Text section>
○ ○ ○
In the election pollsters wouldn't even gamble on because it looked too close to call, 56 percent of the voters statewide called for a lottery and 44 percent voted no.
A day later, anti-lottery forces in Aiken were trying to figure where they'd misread the electorate.
Aiken County Republican Party Chairman David Nix said the vote could mean a shift in local voting patterns.``I think we may be seeing a voting bloc that will put Republicans in office but leans more liberal where social issues are involved. It may have something to do with the large number of retirees who have moved into Aiken County in the last decade - many of them from states that have lotteries - and they just didn't see it as any big deal.''
But that development wasn't apparent leading into the vote in a county that in 1984 was one of only 12 voting not to allow video poker within its borders, then became one of the state's hardest fighters against the games when they became established anyway.
Some foes, including Aiken Republican Sen. Greg Ryberg, equated a lottery with video poker. He was convinced that a state-run lottery would eventually include the same kinds of machines banished just this year.
In the weeks before Tuesday's vote,Mr. Nix, the GOP chairman, had driven to Rock Hill with 1,000 ``No Lottery'' yard signs and had no trouble finding homes for them, he said. County Councilman Rick Osbon stored some of the signs at his downtown dry cleaning business, but not for long. People stopped by to pick up stacks of them. He saw others snatched up at his church, Millbrook Baptist.
○ ○ ○
Data listing>
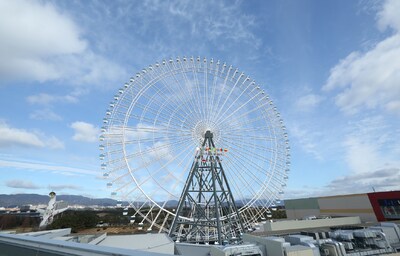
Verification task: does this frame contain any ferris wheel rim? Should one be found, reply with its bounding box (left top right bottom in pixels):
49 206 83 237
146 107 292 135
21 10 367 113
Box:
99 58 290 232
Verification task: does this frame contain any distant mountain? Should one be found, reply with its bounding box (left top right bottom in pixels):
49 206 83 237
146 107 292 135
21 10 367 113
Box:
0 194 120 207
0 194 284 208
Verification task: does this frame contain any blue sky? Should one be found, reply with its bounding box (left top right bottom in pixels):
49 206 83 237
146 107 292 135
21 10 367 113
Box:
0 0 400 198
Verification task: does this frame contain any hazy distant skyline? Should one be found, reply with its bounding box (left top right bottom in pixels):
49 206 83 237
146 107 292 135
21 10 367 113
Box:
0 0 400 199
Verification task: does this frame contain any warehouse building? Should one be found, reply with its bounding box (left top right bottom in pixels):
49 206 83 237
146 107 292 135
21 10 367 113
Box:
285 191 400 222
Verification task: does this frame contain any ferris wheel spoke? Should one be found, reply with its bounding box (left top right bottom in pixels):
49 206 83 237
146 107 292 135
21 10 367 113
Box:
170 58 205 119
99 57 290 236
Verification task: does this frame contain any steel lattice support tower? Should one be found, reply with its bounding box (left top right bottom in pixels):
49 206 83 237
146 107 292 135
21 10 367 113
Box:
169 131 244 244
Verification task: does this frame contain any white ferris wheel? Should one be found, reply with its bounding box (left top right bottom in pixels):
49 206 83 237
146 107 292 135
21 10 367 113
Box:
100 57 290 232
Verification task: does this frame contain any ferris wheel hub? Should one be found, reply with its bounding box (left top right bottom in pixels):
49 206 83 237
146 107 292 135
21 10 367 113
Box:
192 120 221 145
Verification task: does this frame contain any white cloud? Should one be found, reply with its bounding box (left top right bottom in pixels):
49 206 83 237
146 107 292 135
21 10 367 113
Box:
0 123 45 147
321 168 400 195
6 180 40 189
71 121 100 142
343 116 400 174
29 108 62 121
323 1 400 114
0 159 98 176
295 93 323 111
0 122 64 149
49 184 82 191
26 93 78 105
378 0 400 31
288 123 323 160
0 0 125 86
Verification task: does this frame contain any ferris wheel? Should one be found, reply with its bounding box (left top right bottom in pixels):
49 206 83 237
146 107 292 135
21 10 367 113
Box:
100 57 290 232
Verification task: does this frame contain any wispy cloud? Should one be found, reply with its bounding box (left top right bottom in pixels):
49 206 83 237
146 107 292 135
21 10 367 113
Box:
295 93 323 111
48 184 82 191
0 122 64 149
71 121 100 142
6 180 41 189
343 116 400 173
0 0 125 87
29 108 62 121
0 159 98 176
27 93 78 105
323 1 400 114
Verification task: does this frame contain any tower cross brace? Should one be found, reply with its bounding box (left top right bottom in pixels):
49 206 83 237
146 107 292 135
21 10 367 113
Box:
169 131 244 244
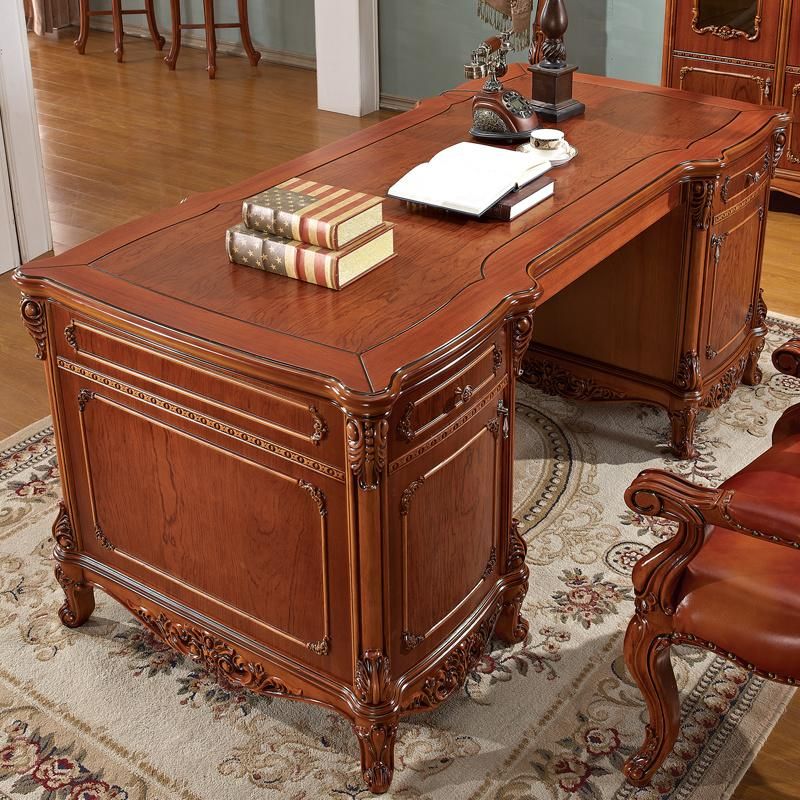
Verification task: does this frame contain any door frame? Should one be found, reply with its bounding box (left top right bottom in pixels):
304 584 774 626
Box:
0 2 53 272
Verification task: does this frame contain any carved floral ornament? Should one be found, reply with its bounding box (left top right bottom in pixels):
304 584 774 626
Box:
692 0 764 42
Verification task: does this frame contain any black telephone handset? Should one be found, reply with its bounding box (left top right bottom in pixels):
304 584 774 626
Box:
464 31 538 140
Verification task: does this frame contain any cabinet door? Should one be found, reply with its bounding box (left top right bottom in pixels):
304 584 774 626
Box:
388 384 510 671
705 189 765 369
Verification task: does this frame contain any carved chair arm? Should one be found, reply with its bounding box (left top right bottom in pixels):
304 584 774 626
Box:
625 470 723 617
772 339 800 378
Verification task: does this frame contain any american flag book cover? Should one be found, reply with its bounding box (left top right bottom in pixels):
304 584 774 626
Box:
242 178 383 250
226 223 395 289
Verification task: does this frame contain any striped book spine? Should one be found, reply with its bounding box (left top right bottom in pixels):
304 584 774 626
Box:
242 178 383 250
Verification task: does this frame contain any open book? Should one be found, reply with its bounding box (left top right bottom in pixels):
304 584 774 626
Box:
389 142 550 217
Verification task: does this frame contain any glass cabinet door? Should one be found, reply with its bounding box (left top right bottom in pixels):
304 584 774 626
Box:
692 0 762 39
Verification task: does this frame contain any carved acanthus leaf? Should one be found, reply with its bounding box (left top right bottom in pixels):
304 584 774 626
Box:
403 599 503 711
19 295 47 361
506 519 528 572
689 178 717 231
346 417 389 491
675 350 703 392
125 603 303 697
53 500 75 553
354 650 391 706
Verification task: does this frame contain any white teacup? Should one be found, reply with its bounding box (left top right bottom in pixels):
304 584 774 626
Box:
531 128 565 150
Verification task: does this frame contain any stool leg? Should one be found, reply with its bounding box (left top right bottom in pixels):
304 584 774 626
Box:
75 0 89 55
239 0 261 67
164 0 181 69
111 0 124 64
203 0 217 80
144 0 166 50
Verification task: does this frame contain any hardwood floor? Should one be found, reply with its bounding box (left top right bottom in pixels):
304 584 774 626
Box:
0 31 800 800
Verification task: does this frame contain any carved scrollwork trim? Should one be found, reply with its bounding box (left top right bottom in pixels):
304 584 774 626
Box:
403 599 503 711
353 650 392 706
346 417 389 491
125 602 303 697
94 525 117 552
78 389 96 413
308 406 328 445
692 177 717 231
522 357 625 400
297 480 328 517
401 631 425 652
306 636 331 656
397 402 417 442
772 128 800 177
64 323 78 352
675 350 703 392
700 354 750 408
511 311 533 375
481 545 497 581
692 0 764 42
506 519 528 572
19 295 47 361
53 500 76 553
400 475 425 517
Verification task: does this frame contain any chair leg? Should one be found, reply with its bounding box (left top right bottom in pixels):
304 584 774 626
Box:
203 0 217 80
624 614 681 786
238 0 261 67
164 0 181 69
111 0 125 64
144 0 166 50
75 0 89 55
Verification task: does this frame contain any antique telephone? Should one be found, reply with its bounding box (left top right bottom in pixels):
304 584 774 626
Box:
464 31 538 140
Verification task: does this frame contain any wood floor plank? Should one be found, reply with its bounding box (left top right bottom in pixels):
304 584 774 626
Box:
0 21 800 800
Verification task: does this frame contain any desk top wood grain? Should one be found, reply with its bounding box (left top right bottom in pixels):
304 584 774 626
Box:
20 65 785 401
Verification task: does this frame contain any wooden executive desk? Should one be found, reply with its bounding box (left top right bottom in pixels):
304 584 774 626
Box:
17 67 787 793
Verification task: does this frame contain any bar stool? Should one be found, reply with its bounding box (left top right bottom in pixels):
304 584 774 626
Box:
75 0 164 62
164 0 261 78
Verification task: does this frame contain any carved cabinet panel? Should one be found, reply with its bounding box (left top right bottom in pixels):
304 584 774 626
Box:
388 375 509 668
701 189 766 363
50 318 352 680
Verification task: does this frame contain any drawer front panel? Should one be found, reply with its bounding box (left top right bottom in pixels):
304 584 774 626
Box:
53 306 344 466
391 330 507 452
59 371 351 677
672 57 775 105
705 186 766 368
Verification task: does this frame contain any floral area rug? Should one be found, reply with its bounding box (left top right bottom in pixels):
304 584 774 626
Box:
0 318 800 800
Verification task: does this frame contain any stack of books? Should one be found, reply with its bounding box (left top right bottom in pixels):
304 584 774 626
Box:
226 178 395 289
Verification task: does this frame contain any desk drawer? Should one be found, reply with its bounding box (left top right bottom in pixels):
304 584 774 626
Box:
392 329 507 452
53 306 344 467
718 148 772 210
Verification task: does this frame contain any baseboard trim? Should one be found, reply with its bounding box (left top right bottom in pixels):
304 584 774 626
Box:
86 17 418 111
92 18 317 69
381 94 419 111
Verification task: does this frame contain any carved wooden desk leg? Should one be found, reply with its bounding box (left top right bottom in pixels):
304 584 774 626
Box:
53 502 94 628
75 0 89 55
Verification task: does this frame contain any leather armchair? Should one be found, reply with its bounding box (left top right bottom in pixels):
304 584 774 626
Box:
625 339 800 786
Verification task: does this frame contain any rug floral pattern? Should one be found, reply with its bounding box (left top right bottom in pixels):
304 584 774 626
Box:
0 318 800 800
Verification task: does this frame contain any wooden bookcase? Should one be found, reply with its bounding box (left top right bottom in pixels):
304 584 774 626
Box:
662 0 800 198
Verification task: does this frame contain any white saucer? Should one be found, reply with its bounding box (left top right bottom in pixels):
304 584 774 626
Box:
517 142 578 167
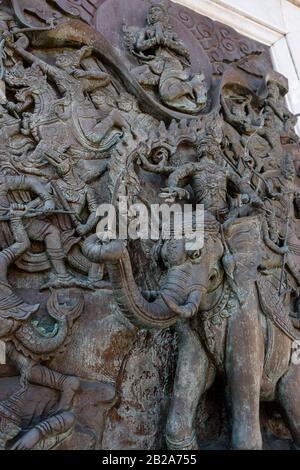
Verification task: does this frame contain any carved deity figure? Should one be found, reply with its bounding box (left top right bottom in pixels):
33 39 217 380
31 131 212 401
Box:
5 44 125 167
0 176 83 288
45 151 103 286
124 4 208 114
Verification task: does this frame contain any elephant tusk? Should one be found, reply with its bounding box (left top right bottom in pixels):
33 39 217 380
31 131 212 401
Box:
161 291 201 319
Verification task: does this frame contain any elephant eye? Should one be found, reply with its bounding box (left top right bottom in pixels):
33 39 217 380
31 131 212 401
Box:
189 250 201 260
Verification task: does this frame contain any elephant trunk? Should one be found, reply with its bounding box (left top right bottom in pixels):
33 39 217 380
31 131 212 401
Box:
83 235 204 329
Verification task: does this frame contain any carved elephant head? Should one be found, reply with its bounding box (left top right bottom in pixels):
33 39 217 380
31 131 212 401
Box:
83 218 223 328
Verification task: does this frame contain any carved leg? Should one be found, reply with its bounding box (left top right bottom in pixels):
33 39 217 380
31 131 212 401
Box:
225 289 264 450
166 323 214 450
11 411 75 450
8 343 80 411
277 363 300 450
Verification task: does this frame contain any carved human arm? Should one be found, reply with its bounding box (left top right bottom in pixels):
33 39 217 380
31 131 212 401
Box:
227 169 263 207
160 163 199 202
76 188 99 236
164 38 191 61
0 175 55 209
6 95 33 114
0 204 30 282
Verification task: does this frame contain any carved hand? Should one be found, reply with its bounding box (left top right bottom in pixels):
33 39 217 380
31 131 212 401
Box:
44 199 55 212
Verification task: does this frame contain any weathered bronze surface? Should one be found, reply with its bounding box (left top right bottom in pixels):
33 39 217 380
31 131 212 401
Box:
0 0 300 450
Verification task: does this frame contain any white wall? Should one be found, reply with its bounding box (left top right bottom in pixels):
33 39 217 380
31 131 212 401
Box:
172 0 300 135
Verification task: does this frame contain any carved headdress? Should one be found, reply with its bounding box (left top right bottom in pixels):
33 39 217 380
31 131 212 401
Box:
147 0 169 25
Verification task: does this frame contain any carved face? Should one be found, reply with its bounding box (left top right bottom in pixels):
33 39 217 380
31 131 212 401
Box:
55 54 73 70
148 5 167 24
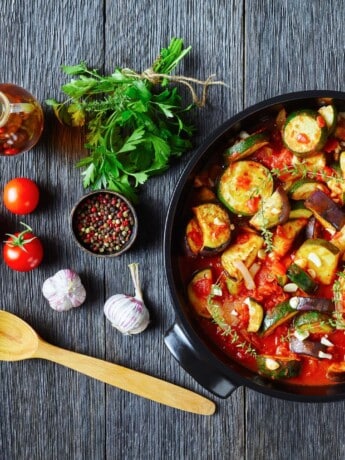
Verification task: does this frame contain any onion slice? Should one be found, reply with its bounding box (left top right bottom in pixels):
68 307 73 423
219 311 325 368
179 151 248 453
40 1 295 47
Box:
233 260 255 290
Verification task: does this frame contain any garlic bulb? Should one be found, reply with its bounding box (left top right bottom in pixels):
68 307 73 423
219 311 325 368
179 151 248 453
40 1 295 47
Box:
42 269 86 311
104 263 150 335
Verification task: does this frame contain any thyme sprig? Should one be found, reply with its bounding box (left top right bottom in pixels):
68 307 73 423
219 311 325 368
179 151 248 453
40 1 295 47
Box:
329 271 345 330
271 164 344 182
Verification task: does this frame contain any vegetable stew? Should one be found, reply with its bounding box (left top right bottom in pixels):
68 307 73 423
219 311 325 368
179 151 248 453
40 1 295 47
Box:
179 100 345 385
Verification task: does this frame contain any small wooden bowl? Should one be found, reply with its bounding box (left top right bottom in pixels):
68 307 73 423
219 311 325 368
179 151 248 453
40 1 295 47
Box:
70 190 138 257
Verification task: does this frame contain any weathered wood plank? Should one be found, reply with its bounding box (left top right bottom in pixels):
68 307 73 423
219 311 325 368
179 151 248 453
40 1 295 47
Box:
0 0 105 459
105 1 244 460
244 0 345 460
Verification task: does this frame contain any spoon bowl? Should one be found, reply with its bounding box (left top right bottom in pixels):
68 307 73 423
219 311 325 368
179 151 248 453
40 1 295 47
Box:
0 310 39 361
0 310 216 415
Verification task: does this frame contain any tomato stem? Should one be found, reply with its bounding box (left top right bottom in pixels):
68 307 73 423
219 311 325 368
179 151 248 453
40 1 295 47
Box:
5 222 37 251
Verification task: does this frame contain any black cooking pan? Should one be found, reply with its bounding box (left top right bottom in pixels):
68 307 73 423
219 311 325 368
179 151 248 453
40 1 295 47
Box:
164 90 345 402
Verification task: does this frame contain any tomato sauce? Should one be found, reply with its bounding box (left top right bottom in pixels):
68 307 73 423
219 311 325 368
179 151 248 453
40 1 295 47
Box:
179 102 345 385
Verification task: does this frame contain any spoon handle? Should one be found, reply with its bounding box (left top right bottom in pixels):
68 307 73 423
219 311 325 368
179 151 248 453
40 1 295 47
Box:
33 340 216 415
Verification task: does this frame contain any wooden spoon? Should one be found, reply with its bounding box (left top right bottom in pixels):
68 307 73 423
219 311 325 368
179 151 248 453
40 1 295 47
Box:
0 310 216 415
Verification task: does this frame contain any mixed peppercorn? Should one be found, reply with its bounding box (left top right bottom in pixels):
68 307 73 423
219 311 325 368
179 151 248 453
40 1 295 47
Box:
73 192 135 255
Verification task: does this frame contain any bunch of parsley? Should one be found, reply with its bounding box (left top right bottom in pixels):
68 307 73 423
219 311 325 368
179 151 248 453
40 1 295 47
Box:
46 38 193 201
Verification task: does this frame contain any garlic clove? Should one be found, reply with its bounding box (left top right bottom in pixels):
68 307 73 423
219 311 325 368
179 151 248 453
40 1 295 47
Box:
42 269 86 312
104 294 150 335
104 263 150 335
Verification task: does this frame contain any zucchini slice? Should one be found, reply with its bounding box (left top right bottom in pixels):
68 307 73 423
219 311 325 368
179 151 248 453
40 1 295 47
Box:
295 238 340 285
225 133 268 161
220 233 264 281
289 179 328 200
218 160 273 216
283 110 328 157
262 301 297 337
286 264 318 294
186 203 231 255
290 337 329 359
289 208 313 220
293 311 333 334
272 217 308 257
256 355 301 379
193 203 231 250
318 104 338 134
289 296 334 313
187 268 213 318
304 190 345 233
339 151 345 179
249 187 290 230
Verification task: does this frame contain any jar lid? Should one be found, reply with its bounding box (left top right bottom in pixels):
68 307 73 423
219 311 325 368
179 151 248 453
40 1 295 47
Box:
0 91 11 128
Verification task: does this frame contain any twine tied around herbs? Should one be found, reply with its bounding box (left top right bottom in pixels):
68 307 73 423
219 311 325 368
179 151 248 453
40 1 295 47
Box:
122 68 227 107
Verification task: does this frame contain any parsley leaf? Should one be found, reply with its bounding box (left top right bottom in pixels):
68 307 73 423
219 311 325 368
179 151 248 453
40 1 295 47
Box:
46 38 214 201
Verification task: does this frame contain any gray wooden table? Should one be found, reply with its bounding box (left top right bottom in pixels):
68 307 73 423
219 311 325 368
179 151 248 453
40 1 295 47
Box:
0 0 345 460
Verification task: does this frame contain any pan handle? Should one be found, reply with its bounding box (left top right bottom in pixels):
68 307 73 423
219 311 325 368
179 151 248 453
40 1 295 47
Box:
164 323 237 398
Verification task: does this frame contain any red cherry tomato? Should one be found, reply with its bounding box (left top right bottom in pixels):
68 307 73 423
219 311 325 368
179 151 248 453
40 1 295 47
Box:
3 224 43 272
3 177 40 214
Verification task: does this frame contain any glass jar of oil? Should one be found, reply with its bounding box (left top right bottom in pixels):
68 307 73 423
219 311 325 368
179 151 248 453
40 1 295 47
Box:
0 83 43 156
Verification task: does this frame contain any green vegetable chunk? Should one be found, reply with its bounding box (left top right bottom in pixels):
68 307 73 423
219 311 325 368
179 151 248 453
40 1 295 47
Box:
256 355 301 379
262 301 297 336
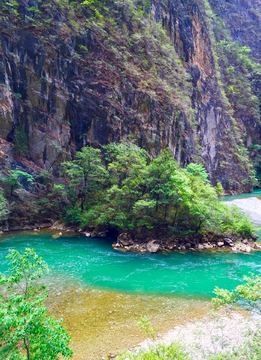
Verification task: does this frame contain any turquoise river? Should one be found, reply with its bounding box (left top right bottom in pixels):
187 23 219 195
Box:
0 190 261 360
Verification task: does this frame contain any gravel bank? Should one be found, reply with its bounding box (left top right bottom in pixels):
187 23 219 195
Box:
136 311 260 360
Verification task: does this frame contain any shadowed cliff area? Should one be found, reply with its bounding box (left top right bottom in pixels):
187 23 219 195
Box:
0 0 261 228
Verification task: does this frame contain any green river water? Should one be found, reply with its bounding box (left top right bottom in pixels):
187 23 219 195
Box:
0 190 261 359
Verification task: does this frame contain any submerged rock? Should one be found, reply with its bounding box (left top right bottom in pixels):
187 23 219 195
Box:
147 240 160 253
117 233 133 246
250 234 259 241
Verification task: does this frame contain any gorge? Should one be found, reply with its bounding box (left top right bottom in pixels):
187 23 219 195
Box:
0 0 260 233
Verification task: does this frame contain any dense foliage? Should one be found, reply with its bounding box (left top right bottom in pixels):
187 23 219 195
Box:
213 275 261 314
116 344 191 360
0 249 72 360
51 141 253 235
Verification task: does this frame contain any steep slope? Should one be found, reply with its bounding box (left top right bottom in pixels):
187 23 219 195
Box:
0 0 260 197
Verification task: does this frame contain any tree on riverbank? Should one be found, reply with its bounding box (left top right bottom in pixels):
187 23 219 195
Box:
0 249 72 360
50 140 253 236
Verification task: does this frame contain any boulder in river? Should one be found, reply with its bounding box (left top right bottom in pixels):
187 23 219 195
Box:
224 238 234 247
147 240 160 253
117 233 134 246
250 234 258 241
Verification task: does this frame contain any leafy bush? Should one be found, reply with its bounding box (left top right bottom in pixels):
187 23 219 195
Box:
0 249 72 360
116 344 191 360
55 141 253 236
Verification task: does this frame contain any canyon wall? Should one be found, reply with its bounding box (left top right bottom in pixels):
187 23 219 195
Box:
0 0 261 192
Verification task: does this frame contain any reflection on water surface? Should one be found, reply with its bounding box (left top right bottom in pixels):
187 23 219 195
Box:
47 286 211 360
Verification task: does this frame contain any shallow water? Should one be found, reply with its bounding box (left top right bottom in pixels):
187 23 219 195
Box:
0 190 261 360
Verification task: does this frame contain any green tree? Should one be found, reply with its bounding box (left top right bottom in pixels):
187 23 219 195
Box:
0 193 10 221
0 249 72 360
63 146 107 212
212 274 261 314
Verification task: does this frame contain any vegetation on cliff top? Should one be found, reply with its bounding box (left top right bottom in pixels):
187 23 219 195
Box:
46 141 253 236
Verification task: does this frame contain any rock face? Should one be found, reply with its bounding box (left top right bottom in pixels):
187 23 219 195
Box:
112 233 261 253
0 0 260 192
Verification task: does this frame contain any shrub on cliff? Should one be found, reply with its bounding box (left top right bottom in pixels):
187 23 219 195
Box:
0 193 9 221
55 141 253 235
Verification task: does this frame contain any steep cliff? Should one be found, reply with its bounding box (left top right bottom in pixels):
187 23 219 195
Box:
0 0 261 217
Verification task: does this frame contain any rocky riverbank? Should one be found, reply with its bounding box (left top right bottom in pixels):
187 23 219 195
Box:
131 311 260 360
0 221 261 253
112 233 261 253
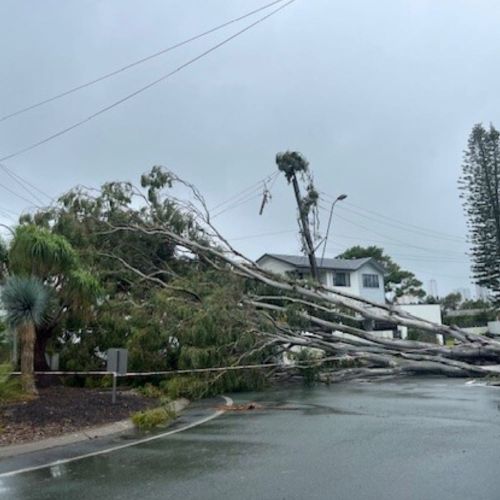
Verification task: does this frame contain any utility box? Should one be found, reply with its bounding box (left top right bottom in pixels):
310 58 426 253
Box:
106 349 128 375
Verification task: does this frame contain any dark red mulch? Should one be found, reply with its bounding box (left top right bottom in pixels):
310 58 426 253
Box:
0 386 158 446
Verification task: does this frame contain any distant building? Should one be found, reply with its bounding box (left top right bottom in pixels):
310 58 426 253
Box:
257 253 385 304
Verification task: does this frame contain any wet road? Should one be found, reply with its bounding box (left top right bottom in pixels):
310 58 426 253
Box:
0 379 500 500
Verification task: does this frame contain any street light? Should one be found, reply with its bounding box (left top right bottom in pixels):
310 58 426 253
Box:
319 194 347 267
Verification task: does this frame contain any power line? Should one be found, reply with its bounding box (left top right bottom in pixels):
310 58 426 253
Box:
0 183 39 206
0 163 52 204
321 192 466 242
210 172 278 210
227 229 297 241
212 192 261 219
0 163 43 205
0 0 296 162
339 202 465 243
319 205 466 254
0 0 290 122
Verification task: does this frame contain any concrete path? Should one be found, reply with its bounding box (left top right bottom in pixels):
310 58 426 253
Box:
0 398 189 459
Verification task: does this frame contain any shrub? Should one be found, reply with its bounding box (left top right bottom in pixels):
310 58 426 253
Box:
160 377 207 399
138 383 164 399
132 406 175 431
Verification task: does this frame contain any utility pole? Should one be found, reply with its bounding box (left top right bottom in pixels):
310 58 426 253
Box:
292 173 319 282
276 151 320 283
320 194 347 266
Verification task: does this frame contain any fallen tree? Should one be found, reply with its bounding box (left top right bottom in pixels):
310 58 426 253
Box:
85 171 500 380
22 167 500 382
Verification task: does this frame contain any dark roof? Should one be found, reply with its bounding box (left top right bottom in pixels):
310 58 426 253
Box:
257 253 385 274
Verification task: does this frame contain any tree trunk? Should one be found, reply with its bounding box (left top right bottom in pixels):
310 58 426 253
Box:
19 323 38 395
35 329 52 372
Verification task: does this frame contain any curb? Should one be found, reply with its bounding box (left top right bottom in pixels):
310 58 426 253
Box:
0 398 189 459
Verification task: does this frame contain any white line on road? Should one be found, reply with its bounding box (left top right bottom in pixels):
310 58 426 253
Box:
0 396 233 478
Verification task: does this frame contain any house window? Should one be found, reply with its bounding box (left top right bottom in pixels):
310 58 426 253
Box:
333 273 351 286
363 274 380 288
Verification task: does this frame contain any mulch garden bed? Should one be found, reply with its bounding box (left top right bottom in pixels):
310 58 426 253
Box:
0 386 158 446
○ ○ ○
To do>
**A.** Name every person mentioned in the lottery vote article, along with the title or role the article gives each one.
**B.** According to the lottery vote article, how many yard signs did Mr. Nix drive to Rock Hill, and what did they say?

Per-task outputs>
**A.**
David Nix, Aiken County Republican Party Chairman
Greg Ryberg, Aiken Republican senator
Rick Osbon, county councilman

**B.** He drove 1,000 yard signs reading "No Lottery."